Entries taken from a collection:
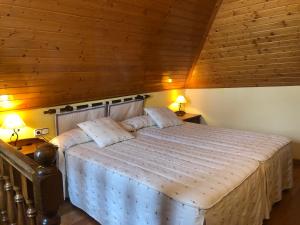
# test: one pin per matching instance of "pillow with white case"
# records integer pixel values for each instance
(136, 123)
(70, 138)
(105, 131)
(163, 117)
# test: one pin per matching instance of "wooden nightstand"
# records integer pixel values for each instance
(28, 146)
(192, 118)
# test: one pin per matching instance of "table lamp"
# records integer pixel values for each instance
(13, 122)
(180, 100)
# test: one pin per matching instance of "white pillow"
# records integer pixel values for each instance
(137, 123)
(105, 131)
(163, 117)
(70, 138)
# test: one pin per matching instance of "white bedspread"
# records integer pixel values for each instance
(158, 182)
(272, 151)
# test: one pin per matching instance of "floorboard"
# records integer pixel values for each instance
(285, 212)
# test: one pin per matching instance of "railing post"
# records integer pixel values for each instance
(47, 184)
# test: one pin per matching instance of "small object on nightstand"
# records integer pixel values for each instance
(192, 118)
(13, 122)
(28, 146)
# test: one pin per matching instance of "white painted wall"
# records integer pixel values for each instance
(264, 109)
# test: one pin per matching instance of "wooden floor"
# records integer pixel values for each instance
(285, 212)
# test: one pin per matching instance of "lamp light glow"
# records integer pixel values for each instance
(5, 102)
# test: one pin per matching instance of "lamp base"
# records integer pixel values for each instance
(180, 113)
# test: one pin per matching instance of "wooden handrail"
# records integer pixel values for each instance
(46, 182)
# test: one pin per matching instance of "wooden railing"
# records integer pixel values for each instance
(30, 189)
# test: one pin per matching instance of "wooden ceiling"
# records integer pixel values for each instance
(251, 43)
(56, 52)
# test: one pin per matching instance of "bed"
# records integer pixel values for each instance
(160, 179)
(271, 151)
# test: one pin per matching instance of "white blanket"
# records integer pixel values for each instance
(158, 182)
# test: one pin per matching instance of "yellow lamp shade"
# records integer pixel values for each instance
(13, 121)
(181, 99)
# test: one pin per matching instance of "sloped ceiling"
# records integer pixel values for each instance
(251, 43)
(56, 52)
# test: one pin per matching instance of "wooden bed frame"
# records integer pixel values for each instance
(30, 189)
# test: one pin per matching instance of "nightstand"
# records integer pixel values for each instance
(28, 146)
(192, 118)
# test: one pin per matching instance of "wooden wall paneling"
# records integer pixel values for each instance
(60, 52)
(251, 43)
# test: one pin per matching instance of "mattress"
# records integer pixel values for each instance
(147, 180)
(272, 151)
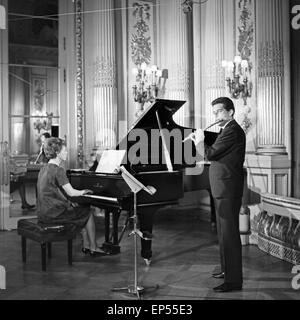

### WHAT TO WORK ON
Each of the entries above must be copied exactly, but the pictures stay out.

### YOUR RESPONSE
# test: one pin per matching instance of "pillow with white case"
# records integer pixel values for each instance
(136, 123)
(70, 138)
(105, 131)
(163, 117)
# test: one pin per matching instance of "wooden nightstand"
# records integer pixel values for each instance
(28, 146)
(192, 118)
# test: one pin per matching instance of "table lamp"
# records integer pixel values for each instance
(13, 122)
(180, 100)
# test: one pin per matching instance of "white pillow"
# records integer pixel values for each instance
(137, 123)
(105, 131)
(163, 117)
(70, 138)
# test: one pin per matching instance of "white bedspread"
# records integer pixel values for each instance
(158, 182)
(272, 151)
# test: one pin per matching instance of "floorboard"
# records integer pixel values for each instance
(285, 212)
# test: one pin per matching instance of "railing post"
# records integer pixel values for each instance
(47, 184)
# test: one pin per matching instance of "small object on nightstand"
# records integer pixel values for each instance
(192, 118)
(13, 122)
(28, 146)
# test: one pin per matching instance of "white painted wall"
# records integer pixel values for each instance
(264, 109)
# test: one pin per matching instance of "wooden floor"
# records integer pixel values for each instance
(285, 212)
# test: one pin per matching instance of "lamp light glow"
# records integer pixel values for each instance
(5, 102)
# test: one pin per matching instance of "lamp base"
# records integer pixel values for each instance
(180, 113)
# test: one pin per matching instance of "wooden handrail"
# records integer pixel values for each instance
(46, 182)
# test: one pin per matching instance of "wooden railing"
# records integer pixel values for each instance
(30, 189)
# test: one pin per matching instance of "wooden ceiling"
# records integer pixel values for each instance
(251, 43)
(56, 52)
# test: one pin per matching instance of "bed"
# records integer pixel values for each instance
(160, 179)
(271, 151)
# test: one pin per matching instance of "white blanket"
# records integer pixel values for each instance
(158, 182)
# test: one pin per matching instance of "yellow lamp shade"
# records integer pixel values for each instance
(13, 121)
(181, 99)
# test: one pin per matching instance of "sloped ceiling"
# records integer pixel values for each instance
(251, 43)
(56, 52)
# test: one pin per matching instance of "wooden bed frame"
# records integer pixel values for each instance
(30, 189)
# test: one pin per matching instance of "nightstand"
# records integer pixel values for each instance
(28, 146)
(192, 118)
# test: one pin per matching instance of "wooden wall paneling"
# records integer pixel values for each instance
(60, 52)
(251, 43)
# test: one pin per matching instance of "mattress"
# records integer pixel values for each instance
(147, 180)
(272, 151)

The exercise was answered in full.